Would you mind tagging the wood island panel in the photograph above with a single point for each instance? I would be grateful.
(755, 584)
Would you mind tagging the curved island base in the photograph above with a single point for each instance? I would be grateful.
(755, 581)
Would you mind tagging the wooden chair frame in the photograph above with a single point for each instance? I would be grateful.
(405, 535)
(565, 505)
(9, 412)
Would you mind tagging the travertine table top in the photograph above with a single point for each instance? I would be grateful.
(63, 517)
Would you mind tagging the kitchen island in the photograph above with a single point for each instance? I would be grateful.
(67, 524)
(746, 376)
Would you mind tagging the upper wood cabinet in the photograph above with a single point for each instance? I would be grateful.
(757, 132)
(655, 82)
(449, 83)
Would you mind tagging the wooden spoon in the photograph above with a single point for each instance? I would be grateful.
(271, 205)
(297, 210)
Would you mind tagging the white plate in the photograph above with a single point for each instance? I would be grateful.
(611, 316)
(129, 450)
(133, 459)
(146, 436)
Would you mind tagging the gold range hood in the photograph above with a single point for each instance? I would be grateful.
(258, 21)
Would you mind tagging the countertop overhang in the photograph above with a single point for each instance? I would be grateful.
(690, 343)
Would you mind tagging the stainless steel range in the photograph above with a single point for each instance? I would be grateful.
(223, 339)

───

- _WHAT YOU WILL DO_:
Rewrite all of the records above, substituting "single marker" for "single point" wherever it appears and keeping every other part the same.

- _OUTPUT BELOW_:
Would you mind tagging the wood island panel in the photograph above with a single marker for each instance? I would be grateful.
(755, 584)
Would you mind tagging the curved island base in the photograph above with a single marker for each instance? I would be grateful.
(755, 581)
Would you mind tagging the wooden chair frame in the photograph above with a single marker for each instance? I would be grateful.
(405, 535)
(565, 505)
(9, 412)
Would you mind tagging the travertine table top in the photograph above with a single marker for each instance? I would be grateful.
(63, 517)
Would you mind tagging the kitchen island in the photograph above with a single marker for each instance? I would be grateful.
(67, 524)
(746, 376)
Would you mind tagging the upper wood cabinet in the photograph above with a single marker for each instance? I would be grateful.
(757, 132)
(655, 82)
(449, 83)
Would you mind tagging the wooden spoon in the photograph above with a single marker for each instance? I would be grateful.
(271, 205)
(297, 210)
Would you mind tagging the white plate in the photograph above with a single marker for each instance? I would be grateful.
(611, 316)
(129, 450)
(133, 459)
(146, 436)
Would you mind tagging the gold range hood in the photograph above with a single marker for each instance? I would be grateful.
(258, 21)
Would you mind tagging the countertop overhang in the photograph above with a single marker for each instance? I would be grateful.
(690, 343)
Would you mind tagging the stainless steel range in the photograph above with a single marker for each instance? I would be grateful.
(223, 339)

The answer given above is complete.